Alright, we’ve officially hit the spring. Like (hopefully) all of you, I’m ready to move along to that spring reading. Let’s see what we’ve got!

Max Chafkin – The Contrarian

Chafkin gives us a biography of Peter Thiel. You know, the billionaire Silicon Valley venture capitalist and early funder of Facebook, now turned hardcore Trumpist. Chafkin does all the things a good biographer does. He tells us about Thiel’s childhood, his college days, his life in Silicon Valley, and then his foray into far-right politics. But he also reveals Thiel as a figure of deep tensions.

Thiel is a gay man who spent his college years in alliance with far-right homophobes. He identifies as a libertarian, and yet one of his companies (Palantir) makes anti-privacy tools for the government. Thiel rails against Silicon Valley and the tech industry while remaining a major figure thereof.

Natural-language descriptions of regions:
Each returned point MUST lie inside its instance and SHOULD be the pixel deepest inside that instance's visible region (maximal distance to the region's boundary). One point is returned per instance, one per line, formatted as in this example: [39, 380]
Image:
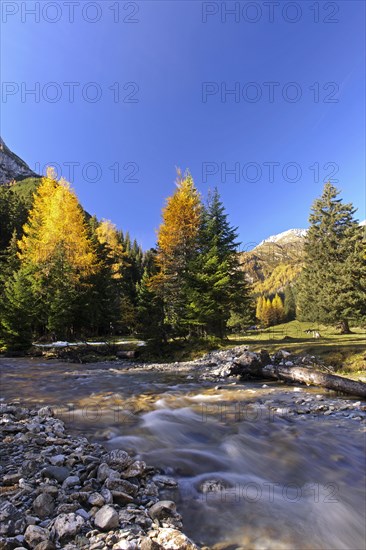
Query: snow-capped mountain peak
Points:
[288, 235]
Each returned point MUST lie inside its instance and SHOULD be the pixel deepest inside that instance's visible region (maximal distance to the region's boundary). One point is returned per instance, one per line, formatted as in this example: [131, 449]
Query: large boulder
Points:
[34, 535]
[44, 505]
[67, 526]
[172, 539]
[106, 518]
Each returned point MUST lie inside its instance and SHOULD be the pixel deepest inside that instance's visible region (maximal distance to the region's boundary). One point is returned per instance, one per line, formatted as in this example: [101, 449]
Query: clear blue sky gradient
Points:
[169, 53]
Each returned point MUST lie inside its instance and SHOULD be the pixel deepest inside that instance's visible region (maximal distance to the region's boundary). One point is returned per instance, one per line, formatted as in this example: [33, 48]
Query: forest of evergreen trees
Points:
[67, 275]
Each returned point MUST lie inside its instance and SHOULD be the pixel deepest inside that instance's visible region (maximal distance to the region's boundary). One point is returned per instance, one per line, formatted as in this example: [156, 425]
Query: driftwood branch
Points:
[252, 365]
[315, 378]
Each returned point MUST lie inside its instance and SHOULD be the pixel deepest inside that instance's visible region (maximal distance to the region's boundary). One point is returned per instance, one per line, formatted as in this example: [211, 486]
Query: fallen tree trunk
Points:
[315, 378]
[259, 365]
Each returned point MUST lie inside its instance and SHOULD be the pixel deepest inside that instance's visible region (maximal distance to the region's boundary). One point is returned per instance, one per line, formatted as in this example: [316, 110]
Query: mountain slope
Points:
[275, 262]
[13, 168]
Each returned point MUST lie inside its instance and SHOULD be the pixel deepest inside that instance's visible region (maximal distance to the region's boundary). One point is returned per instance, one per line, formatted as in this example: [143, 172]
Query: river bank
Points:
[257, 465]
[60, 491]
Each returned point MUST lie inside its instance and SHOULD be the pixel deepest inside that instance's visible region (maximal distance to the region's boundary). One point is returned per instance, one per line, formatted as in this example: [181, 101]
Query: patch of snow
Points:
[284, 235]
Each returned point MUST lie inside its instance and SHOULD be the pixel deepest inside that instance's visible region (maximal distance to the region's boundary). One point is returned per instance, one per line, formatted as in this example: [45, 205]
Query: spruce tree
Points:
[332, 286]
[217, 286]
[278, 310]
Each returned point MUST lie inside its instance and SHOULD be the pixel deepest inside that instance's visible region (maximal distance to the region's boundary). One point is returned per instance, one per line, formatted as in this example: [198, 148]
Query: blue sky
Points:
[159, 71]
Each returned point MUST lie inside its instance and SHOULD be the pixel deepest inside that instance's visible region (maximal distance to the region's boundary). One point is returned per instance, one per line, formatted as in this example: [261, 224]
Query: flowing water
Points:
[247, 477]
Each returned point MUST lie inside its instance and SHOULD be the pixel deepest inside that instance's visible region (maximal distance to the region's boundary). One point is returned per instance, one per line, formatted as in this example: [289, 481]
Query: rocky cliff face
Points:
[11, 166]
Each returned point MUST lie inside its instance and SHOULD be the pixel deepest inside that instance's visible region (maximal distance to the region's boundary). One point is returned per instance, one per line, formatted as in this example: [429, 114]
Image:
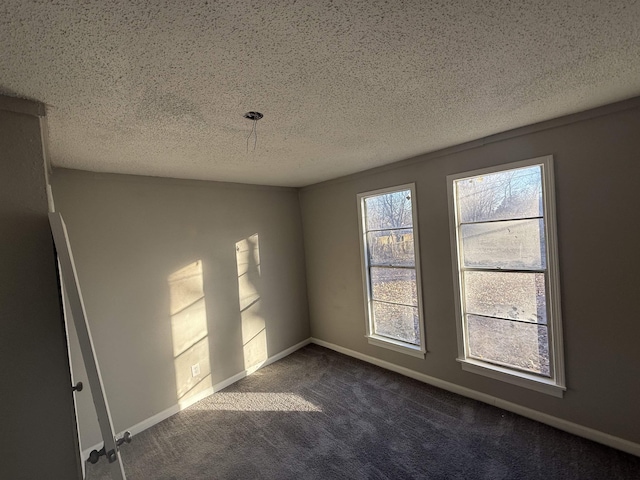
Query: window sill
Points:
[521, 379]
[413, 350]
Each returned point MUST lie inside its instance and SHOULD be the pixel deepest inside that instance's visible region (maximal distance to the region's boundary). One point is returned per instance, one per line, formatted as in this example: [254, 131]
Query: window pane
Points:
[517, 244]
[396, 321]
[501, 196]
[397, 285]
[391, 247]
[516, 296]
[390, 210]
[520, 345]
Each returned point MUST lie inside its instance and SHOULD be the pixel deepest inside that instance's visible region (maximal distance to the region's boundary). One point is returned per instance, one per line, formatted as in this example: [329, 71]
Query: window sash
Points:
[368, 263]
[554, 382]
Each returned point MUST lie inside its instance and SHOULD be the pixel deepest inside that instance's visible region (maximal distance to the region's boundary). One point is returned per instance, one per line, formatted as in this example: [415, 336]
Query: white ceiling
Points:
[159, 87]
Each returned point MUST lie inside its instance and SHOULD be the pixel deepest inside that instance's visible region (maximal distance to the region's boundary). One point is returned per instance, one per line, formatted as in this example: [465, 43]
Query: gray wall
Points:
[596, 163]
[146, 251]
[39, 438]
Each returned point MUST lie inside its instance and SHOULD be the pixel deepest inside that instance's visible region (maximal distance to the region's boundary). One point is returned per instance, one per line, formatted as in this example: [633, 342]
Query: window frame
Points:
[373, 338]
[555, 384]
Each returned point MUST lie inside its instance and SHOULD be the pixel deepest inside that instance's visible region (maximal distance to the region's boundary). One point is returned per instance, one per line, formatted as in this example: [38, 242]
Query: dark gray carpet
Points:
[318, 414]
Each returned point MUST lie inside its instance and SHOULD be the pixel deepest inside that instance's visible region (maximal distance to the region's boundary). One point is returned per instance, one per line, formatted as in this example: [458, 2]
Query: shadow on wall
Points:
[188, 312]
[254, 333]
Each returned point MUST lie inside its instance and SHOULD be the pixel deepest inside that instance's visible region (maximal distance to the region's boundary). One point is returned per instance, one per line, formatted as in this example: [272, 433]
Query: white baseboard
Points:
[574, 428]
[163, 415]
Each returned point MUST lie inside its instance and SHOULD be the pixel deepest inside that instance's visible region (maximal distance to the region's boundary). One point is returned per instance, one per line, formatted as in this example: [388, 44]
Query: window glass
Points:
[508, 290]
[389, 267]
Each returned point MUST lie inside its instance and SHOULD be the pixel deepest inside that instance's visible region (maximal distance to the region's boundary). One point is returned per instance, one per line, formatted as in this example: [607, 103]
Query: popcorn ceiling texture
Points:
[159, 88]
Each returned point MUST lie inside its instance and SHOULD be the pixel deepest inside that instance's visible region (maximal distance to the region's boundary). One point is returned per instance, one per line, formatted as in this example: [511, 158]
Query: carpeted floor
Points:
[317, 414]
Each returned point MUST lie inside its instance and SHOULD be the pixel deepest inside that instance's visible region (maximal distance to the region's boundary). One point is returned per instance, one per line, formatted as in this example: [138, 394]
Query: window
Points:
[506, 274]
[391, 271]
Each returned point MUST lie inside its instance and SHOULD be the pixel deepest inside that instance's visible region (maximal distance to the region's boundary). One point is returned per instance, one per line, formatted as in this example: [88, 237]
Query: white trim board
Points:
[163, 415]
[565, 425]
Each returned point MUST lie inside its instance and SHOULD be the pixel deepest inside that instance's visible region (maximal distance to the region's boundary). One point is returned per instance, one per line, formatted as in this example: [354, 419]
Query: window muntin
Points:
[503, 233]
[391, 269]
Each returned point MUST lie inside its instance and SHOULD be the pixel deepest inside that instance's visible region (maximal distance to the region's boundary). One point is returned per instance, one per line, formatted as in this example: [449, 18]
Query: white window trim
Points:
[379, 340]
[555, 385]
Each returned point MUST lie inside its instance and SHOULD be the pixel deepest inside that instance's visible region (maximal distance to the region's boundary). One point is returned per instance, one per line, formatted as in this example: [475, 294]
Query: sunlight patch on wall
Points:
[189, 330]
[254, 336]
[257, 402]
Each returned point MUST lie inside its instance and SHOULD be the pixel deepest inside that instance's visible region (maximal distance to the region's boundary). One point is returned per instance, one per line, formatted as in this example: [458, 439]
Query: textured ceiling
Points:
--
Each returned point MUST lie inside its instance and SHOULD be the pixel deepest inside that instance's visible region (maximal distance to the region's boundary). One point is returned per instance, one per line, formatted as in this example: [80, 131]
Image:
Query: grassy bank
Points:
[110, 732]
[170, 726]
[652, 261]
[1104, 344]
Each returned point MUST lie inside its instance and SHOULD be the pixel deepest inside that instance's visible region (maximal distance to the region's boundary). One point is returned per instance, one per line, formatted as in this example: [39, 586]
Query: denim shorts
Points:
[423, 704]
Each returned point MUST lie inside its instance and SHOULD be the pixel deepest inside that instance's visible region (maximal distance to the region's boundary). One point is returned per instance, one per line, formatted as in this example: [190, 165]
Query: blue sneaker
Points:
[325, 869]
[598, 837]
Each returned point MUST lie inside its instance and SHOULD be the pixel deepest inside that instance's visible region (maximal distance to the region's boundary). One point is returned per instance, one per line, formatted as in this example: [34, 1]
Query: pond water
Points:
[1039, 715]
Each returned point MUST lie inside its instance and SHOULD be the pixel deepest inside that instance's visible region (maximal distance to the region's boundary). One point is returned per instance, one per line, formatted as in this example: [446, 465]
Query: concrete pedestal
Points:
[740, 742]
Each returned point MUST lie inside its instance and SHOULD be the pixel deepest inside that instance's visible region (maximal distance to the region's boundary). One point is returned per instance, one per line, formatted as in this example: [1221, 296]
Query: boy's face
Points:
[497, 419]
---
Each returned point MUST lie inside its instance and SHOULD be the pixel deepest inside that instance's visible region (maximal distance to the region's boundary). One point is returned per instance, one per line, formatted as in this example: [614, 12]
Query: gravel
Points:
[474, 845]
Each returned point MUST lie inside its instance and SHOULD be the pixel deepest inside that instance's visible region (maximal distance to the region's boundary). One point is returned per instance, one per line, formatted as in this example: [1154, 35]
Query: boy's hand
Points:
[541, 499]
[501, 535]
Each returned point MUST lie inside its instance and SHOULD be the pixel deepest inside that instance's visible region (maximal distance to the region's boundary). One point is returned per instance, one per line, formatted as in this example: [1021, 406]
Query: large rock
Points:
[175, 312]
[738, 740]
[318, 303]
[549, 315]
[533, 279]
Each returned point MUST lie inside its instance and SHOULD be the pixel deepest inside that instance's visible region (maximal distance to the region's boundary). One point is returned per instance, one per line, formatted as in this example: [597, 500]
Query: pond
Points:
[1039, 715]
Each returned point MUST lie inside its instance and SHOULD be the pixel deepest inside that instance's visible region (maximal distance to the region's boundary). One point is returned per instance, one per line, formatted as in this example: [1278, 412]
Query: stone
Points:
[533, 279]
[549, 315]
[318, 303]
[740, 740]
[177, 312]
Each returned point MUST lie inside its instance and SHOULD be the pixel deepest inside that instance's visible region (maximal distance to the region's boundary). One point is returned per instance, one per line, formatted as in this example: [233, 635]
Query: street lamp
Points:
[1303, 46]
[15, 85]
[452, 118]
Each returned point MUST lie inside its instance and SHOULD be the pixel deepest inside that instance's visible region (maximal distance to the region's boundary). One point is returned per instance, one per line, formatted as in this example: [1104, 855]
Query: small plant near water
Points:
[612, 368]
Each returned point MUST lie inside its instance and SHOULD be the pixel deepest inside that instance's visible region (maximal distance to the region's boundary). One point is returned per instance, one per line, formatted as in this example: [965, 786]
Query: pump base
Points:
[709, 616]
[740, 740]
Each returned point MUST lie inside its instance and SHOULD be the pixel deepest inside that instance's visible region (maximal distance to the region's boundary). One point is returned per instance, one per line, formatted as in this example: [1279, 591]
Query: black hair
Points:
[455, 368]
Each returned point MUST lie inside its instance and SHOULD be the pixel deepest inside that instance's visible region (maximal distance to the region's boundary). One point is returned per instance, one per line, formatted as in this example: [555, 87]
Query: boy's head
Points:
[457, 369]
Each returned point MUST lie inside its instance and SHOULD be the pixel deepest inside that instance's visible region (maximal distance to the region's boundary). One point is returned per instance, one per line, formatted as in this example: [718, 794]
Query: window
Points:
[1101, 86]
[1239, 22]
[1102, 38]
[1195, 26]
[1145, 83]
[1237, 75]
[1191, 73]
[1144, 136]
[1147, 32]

◆ THINGS TO DO
#1 Answer these questions using the excerpt on The Contrarian, each answer on its own line:
(a) Which season does the writer say has officially arrived?
(b) Whose life does Max Chafkin's biography cover?
(c) Which company makes anti-privacy tools for the government?
#2 Summarize the excerpt on The Contrarian in two sentences.

◆ ANSWERS PER TASK
#1
(a) Spring
(b) Peter Thiel
(c) Palantir

#2 Turning to spring reading, the excerpt presents Max Chafkin's The Contrarian, a biography of billionaire Silicon Valley venture capitalist Peter Thiel that covers his childhood, college days, Silicon Valley life, and foray into far-right politics. It shows Thiel as a figure of deep tensions: a gay man who allied with far-right homophobes in college, a self-described libertarian whose company Palantir makes anti-privacy tools for the government, and a critic of the tech industry who remains a major figure in it.